TASK STATEMENT: A verbatim copy of the data below is the required output.

★ ★ ★ ★

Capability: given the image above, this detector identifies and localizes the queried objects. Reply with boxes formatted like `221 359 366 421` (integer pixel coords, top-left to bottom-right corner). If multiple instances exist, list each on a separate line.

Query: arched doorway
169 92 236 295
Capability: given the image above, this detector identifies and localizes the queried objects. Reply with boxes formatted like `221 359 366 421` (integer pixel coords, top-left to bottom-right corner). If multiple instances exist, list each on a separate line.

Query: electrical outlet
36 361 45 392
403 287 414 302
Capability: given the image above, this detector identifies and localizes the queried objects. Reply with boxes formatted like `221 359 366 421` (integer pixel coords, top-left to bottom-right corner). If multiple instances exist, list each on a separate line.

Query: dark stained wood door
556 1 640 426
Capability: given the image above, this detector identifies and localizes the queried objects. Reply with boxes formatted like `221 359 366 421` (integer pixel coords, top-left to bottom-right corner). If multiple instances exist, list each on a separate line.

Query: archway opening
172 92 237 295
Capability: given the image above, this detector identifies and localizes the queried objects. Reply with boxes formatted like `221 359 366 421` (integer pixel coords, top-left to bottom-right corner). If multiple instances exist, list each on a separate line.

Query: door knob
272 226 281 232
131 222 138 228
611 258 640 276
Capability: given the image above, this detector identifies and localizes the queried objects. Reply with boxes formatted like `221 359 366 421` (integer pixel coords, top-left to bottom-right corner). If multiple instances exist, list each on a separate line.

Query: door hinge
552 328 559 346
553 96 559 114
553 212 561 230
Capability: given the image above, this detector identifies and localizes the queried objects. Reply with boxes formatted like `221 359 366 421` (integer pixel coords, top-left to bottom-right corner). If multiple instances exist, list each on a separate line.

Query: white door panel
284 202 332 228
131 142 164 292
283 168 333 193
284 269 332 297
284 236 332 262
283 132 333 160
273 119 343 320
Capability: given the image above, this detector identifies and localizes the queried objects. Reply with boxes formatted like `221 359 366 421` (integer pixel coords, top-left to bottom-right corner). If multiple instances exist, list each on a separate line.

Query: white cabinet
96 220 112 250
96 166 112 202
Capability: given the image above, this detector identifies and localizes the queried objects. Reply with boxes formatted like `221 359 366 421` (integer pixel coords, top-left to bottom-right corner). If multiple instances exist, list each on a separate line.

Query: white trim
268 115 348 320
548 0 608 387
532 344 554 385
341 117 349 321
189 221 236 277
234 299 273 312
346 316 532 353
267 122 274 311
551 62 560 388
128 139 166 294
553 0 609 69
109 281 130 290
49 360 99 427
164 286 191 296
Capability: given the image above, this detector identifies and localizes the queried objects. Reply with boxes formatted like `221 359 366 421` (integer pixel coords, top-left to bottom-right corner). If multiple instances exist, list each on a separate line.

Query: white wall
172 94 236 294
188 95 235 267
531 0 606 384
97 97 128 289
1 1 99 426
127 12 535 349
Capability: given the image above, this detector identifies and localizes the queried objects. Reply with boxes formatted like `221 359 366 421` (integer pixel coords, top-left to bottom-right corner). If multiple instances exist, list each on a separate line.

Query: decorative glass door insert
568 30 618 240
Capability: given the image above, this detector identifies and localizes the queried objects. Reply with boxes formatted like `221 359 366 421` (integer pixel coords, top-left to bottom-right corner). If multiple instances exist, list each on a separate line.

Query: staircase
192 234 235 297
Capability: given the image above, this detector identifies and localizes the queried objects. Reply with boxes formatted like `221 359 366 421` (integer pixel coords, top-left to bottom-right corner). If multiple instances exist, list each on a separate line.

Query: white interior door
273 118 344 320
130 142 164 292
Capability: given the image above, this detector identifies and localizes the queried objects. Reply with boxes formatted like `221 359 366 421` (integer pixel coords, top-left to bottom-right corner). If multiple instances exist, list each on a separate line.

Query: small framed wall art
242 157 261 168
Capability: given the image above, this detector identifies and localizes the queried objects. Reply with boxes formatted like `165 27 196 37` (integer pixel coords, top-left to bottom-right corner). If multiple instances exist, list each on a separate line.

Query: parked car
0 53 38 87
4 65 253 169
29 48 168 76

★ ★ ★ ★

OUTPUT BELOW:
Capability: given the image above, this detector identifies and localizes the queried objects. Reply with boxes formatted like `221 359 366 421` (integer pixel coords, top-left to bottom-right corner). If multiple instances exist, list each on a separate line.

Query: arched doorway
169 92 236 295
Capability: given the image above, this detector identifies and localizes the queried objects. Reply with boxes formatted like `221 359 366 421` (integer pixel coords, top-left to bottom-right corner). If multiple instances exist, list each on a separate line.

Query: electrical outlet
36 361 45 392
403 287 414 302
Capability: given the image above, this detector identifies and localizes the queried objects. Reply with boxes formatted like `221 359 366 421` (integer pixel coords, top-left to bottom-right corner). If multiple instances exist, list each on a separate line.

Query: dark stained wood door
556 1 640 426
Capability: given the image above, this detector identifies and localizes the queried objects. Reply with boxes formatted like `221 359 366 421` (integer pixel coords, top-left to bottom-right corner). If multiple instances exist, list each on a separate line.

Query: archway opening
172 92 237 295
Capability: given the image above, this detector identifies and localizes the queried objects. Reply with boxes formatted like `221 359 366 421` (integer pixel coords, top-left to bottom-right corner). If multiple instances exist, list each on a separate line.

Query: door knob
272 226 281 232
131 222 138 228
611 258 640 276
Capability: given the image above, this detector identifies and localizes the queried objects. Reply with boxes formatted like `221 359 366 421` (integer pixel coords, top-left to bottom-right corner). If multiple instances exist, list each on a separate line.

Query: door hinge
552 328 559 346
553 96 559 114
553 212 561 230
Capability: given the image above, this detector identifies and localizes the queried objects. Reply with boxes formatted like `221 359 366 421` (integer pixel coords, top-left to bottom-right corner). If multiple instances exist, list each on a separate line.

Query: white door panel
284 202 332 228
131 142 164 292
283 168 333 193
284 269 332 297
284 236 332 262
283 132 333 160
273 119 343 320
Capability: given the image above, this detector identifies and localizes the queried objects. Reply with boxes formatted like `221 359 366 421` (integer pixel coords, top-left to bottom-right corner). If multiple instances exist, list each on a separate line.

Query: white cabinet
96 220 112 250
96 166 112 202
Capability: given the image above, this detector identifies and localizes the queried objects. Reply with boxes formatted like `221 359 366 421` (integer pixel coords, top-left to bottom-right corner). If multiple instances exist, list each on a separate line.

Query: white trim
268 115 348 320
548 0 608 387
532 344 554 385
341 117 349 321
189 221 236 277
234 299 273 312
346 316 532 353
267 122 274 311
551 62 560 388
128 139 166 294
553 0 609 69
109 281 130 290
49 360 99 427
164 286 191 296
Capability: given the image above, this detector identifies and localizes the queried objects. Reply with boxes formatted like `221 359 366 421` (integer pixel coords, top-left to bottom-right corner). If multiple instances exist, list each on a separate line.

Query: white wall
172 94 236 294
188 95 235 267
531 0 606 384
97 97 128 289
1 1 99 426
127 12 535 349
Capability: given the image above, this detector identifies and localizes the queried objects. Reply with boxes formatted like `221 359 366 421` (integer pixel coords, top-left to bottom-right corner). If multiple instances exist, list each on a separate line.

Query: decorative glass door insert
568 30 618 240
Capability: given the image above, this detector identifies and localizes the queried objects. Reply with boxes formatted like `221 359 366 421` (integer pixel coords, top-left to bottom-right corner). If multiple instances exist, list each on a separate line.

Query: staircase
192 234 235 297
Capability: given the image above, this detector identifies and localizes the queried objects. Reply with boxes formatted like `221 359 366 421` (integer pixel coords, top-left to bottom-right corner). If multiple instances exist, list each on a separate line.

Query: white interior door
273 118 344 320
130 142 164 292
Capability: given the image above, this detector identifies and localizes the queried objects. Reply with boxes formatted like `221 359 366 421` (integer pixel coords, top-left to bottom-right corner). If multiple instances exist, list each on a separate line.

Query: small framed wall art
242 157 261 168
Capability: given the image above, this detector identifies and localizes the queried objects. Reply with boxes formatted like `165 27 196 37` (integer pixel coords, top-left to bottom-right corner). If multiple instances exist, list each on a separate line.

Query: parked car
0 53 38 87
4 65 253 169
29 48 168 76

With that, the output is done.